▶ [LISTED RECORDS]
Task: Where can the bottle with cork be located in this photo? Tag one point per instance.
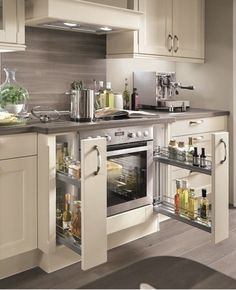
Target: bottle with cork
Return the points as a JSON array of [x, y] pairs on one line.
[[177, 196], [66, 216], [135, 101]]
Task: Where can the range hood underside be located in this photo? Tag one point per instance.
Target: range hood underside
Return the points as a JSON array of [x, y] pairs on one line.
[[86, 16]]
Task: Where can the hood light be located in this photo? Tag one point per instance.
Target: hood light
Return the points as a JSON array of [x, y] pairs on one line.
[[70, 24], [105, 28]]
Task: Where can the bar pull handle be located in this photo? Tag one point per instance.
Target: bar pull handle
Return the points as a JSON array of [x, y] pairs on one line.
[[196, 122], [198, 138], [99, 160], [176, 42], [223, 142], [170, 41]]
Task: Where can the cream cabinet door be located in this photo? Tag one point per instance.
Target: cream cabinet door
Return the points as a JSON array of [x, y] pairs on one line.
[[18, 206], [188, 28], [155, 35], [12, 25], [8, 27]]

▶ [WHAT IS EXPECTED]
Quote the material exactly. Pictures stay out.

▶ [ANSWER TO THIS TASK]
Task: Where can the bottle with cork be located in this photo? Tag one point per instance.
Target: bottle with cork
Return the points as a JSON array of [x, y] pairs on one line.
[[177, 196], [66, 216], [135, 101]]
Task: Where can the range hood underside be located in this photo? Tag one point per instance.
Target: range hood underside
Return the points as a JSON array of [x, y] pairs on one line.
[[86, 16]]
Task: Where can the hood light be located in this photo? Tag one point per instance.
Target: hood light
Return the points as a JSON array of [x, y] pairs on one line.
[[70, 24], [105, 28]]
Task: Where can the bar pull handle be located in this photo? Tag one point per instance.
Target: bar pull handle
Return the points as a JSON array of [x, y] pairs on one line.
[[196, 122], [198, 138], [99, 160], [176, 42], [223, 142], [170, 41]]
Task: Where can the cream cabinet door be located in this photo? Tag one point per instance.
Target: cream cabinet door
Return the points as a JSON array of [x, y] pairs on one line.
[[18, 206], [188, 28], [155, 35], [12, 25], [8, 27]]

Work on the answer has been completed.